◆ JOB ◆
Please rewrite every row below with "keypoint" changed to "marker" and everything else unchanged. Leave the pictures out of your answer.

◆ EXCERPTED DATA ◆
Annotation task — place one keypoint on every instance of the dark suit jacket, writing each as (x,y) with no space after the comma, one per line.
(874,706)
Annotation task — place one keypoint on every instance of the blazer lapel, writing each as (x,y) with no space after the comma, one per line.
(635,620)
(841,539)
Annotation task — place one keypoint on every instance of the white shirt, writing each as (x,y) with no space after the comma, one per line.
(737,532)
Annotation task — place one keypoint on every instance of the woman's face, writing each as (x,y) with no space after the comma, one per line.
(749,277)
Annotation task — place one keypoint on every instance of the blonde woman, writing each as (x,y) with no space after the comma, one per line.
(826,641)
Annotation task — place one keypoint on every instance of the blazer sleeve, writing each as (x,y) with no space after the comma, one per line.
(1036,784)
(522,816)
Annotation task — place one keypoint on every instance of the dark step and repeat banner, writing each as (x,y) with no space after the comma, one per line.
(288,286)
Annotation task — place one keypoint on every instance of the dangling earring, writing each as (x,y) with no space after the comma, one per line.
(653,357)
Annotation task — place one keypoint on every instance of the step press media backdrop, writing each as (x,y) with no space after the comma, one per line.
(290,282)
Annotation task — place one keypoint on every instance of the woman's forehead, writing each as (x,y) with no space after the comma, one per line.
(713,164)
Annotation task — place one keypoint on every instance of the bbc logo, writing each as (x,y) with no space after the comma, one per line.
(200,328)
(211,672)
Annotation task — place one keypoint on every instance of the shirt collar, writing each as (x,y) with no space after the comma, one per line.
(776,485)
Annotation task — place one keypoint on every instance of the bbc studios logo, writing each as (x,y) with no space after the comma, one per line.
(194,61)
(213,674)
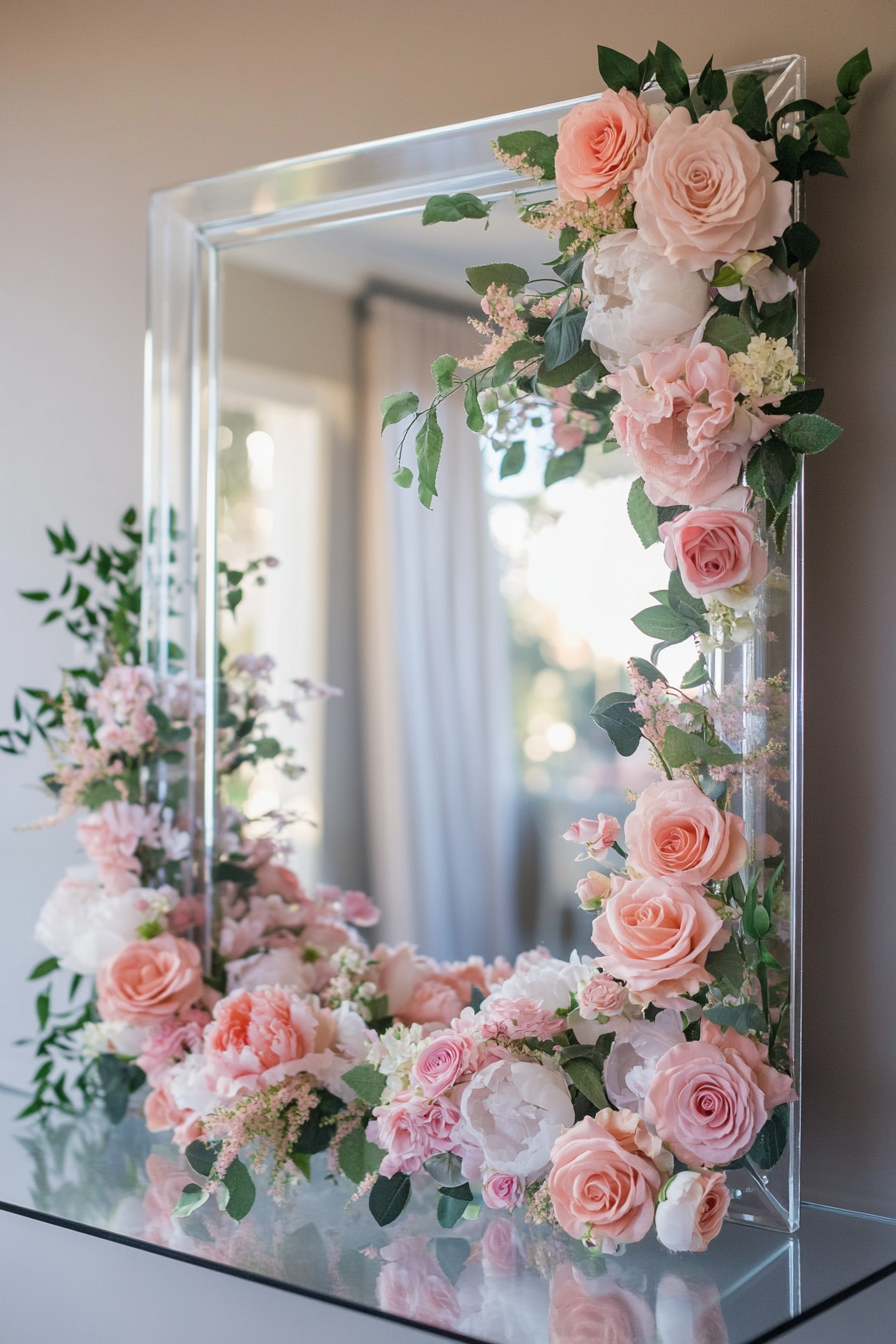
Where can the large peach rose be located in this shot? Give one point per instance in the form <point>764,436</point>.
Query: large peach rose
<point>151,980</point>
<point>707,192</point>
<point>654,934</point>
<point>599,145</point>
<point>598,1188</point>
<point>677,831</point>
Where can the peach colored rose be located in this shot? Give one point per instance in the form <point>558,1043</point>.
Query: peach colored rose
<point>707,192</point>
<point>677,831</point>
<point>705,1104</point>
<point>692,1210</point>
<point>597,1311</point>
<point>598,1188</point>
<point>148,981</point>
<point>258,1038</point>
<point>713,550</point>
<point>599,145</point>
<point>654,934</point>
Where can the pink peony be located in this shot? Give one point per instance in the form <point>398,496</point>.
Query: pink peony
<point>258,1038</point>
<point>441,1062</point>
<point>599,145</point>
<point>654,934</point>
<point>411,1129</point>
<point>599,1190</point>
<point>707,192</point>
<point>148,981</point>
<point>676,831</point>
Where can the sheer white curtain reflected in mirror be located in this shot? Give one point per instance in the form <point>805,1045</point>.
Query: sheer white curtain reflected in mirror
<point>439,753</point>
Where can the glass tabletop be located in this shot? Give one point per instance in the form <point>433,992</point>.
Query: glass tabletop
<point>493,1278</point>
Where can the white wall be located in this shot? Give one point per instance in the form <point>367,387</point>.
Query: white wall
<point>104,100</point>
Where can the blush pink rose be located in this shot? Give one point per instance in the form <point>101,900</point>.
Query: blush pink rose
<point>599,145</point>
<point>441,1062</point>
<point>258,1038</point>
<point>715,549</point>
<point>676,831</point>
<point>654,934</point>
<point>148,981</point>
<point>707,192</point>
<point>598,1190</point>
<point>707,1105</point>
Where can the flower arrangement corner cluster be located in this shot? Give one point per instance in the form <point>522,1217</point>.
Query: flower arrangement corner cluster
<point>605,1094</point>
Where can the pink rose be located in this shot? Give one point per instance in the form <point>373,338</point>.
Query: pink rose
<point>599,145</point>
<point>441,1062</point>
<point>654,934</point>
<point>148,981</point>
<point>707,192</point>
<point>503,1191</point>
<point>598,1190</point>
<point>715,549</point>
<point>677,831</point>
<point>705,1104</point>
<point>258,1038</point>
<point>692,1210</point>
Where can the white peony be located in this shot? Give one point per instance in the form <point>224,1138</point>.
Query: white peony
<point>83,925</point>
<point>633,1058</point>
<point>640,301</point>
<point>513,1112</point>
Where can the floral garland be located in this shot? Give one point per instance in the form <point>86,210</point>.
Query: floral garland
<point>605,1094</point>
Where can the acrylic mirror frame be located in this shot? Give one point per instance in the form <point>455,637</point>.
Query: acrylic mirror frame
<point>190,229</point>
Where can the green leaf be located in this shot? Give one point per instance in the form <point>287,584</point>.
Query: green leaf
<point>398,407</point>
<point>660,622</point>
<point>618,71</point>
<point>850,74</point>
<point>809,433</point>
<point>357,1157</point>
<point>192,1198</point>
<point>390,1198</point>
<point>45,968</point>
<point>497,273</point>
<point>586,1077</point>
<point>642,514</point>
<point>366,1082</point>
<point>728,333</point>
<point>443,372</point>
<point>429,452</point>
<point>833,132</point>
<point>563,465</point>
<point>242,1190</point>
<point>513,460</point>
<point>445,1168</point>
<point>740,1018</point>
<point>450,208</point>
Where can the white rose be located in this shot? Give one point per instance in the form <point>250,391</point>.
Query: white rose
<point>83,925</point>
<point>633,1058</point>
<point>640,301</point>
<point>515,1112</point>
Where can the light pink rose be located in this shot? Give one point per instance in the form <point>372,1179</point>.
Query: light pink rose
<point>503,1191</point>
<point>707,1105</point>
<point>599,145</point>
<point>677,831</point>
<point>258,1038</point>
<point>707,191</point>
<point>411,1129</point>
<point>441,1062</point>
<point>601,1191</point>
<point>148,981</point>
<point>654,934</point>
<point>715,550</point>
<point>692,1210</point>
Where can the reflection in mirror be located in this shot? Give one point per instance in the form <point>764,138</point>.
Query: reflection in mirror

◆ EXERCISE ANSWER ◆
Annotation task — place one marker on every instance of the dark suit jacket, writing each as (x,y) with no space after the comma, one per line.
(874,706)
Annotation task — place one marker on every instance of the blazer lapel, writing each as (x,y) with no space after the comma, one per line.
(635,620)
(841,539)
Annotation task — place one marker on every instance of the white shirt, writing each as (x,y) with no space after the comma, one per line.
(737,532)
Annotation task — place one marker on every instance of the woman's face, writing each as (x,y) with no space after the comma, one per line.
(749,277)
Annotation task — place one marker on every instance of the blonde woman, writing each as (x,y) with no space after the comma, one per line.
(826,641)
Annotation task — place one marker on every instance of the blazer sleeve, writing each as (x,y) with no space after the comma, one per line.
(1036,784)
(522,816)
Annotation task — place one marker on every instance of the dark step and repeat banner, writing each as (x,y) with no space after the comma, one per line.
(288,286)
Annotation task — place one marker on every instance of the dangling earring, writing each as (x,y) with no space after the comma, one per line.
(653,357)
Annotation task — place one marker on every instance of the step press media backdrop, writing each as (x,y) with no space after the comma, one per line.
(290,282)
Annotation task — place one marker on every instance of the woman's forehead, writing each as (x,y) with no space after the comma, one per line.
(713,164)
Annotation task — place one marker on every instance of the bbc logo, writing each as (x,y) with no space after the comma, one per line.
(200,328)
(211,672)
Annotation task — place one marker on every instance of the shirt collar, writing each as (x,y) with no space after the comma, one per line.
(776,485)
Annotation task — place one marker on every instance of the bbc studios logo, writing each as (x,y) with no space after the comma, one per line.
(194,61)
(213,674)
Where can the large peach rose be located in this shot? Give one point per instance in the form <point>764,436</point>.
Query: large peach rose
<point>151,980</point>
<point>707,192</point>
<point>654,934</point>
<point>599,145</point>
<point>598,1188</point>
<point>677,831</point>
Where can the peach colored rose be located in this shot? Give one point per instance in the form <point>558,1043</point>.
Query: peach colored rose
<point>707,192</point>
<point>677,831</point>
<point>705,1104</point>
<point>692,1210</point>
<point>597,1311</point>
<point>598,1188</point>
<point>148,981</point>
<point>258,1038</point>
<point>713,550</point>
<point>599,145</point>
<point>654,934</point>
Where can the pink peony be located in this shot? Give one point per instance in the form <point>398,496</point>.
Query: pink peony
<point>258,1038</point>
<point>441,1062</point>
<point>599,145</point>
<point>654,934</point>
<point>411,1129</point>
<point>599,1190</point>
<point>707,192</point>
<point>148,981</point>
<point>676,831</point>
Where can the sheer white curtain reflected in mirror be located in this shot? Give one point per instance in the form <point>805,1045</point>.
Query: sheer white curtain reflected in mirror
<point>439,753</point>
Where can the glass tabletop be located in this shot? Give one point per instance in the form <point>433,992</point>.
Query: glass tabletop
<point>493,1278</point>
Where can the white wall be located in this shot? Give one point per instance in the form <point>367,387</point>.
Query: white wall
<point>104,100</point>
Where can the blush pink rose be located in this shot? Give one point per instance in the form <point>101,900</point>.
Query: blush pink rose
<point>599,145</point>
<point>441,1062</point>
<point>258,1038</point>
<point>715,549</point>
<point>676,831</point>
<point>654,934</point>
<point>148,981</point>
<point>707,192</point>
<point>598,1190</point>
<point>707,1105</point>
Where can the flower arrangement corner cluster be located in this shot? Give one point per instance in the form <point>522,1217</point>.
Query: flower arrangement corner cluster
<point>605,1094</point>
Where can the pink rose be located in this shot? Give one point per instance in the form <point>373,338</point>.
Query: pink rose
<point>599,145</point>
<point>441,1062</point>
<point>654,934</point>
<point>148,981</point>
<point>707,192</point>
<point>503,1191</point>
<point>598,1190</point>
<point>715,549</point>
<point>677,831</point>
<point>705,1104</point>
<point>258,1038</point>
<point>692,1210</point>
Where can the white peony be located in this shot? Give one point per instance in the form <point>224,1138</point>.
Query: white peony
<point>83,925</point>
<point>633,1058</point>
<point>640,301</point>
<point>513,1112</point>
Where can the floral garland be located in this shot? Give one point per instance in the form <point>86,210</point>.
Query: floral garland
<point>605,1094</point>
Where can the acrylic mirror frame be located in this shot? Give one point per instance in the form <point>455,637</point>.
Query: acrylic mirror frame
<point>190,229</point>
Where can the green leaf be located in this shot? Give one point per instance in the form <point>287,584</point>.
Query: green leaf
<point>398,407</point>
<point>660,622</point>
<point>618,71</point>
<point>850,74</point>
<point>809,433</point>
<point>357,1157</point>
<point>192,1198</point>
<point>390,1198</point>
<point>45,968</point>
<point>497,273</point>
<point>586,1077</point>
<point>642,514</point>
<point>366,1082</point>
<point>728,333</point>
<point>443,372</point>
<point>429,452</point>
<point>833,132</point>
<point>563,465</point>
<point>242,1190</point>
<point>513,460</point>
<point>445,1168</point>
<point>740,1018</point>
<point>450,208</point>
Where can the white rose be located in this shot? Give one point per instance in the form <point>250,391</point>.
Query: white rose
<point>83,925</point>
<point>633,1058</point>
<point>640,301</point>
<point>515,1112</point>
Where can the light pink rose be located in this shot? Give one point per instance in the form <point>372,1179</point>.
Query: light pink rose
<point>503,1191</point>
<point>707,1105</point>
<point>599,145</point>
<point>677,831</point>
<point>258,1038</point>
<point>707,191</point>
<point>411,1129</point>
<point>441,1062</point>
<point>601,1191</point>
<point>148,981</point>
<point>654,934</point>
<point>715,550</point>
<point>692,1210</point>
Where can the reflection in mirror be located in this shot? Give one point per instance in the form <point>764,138</point>.
Query: reflection in mirror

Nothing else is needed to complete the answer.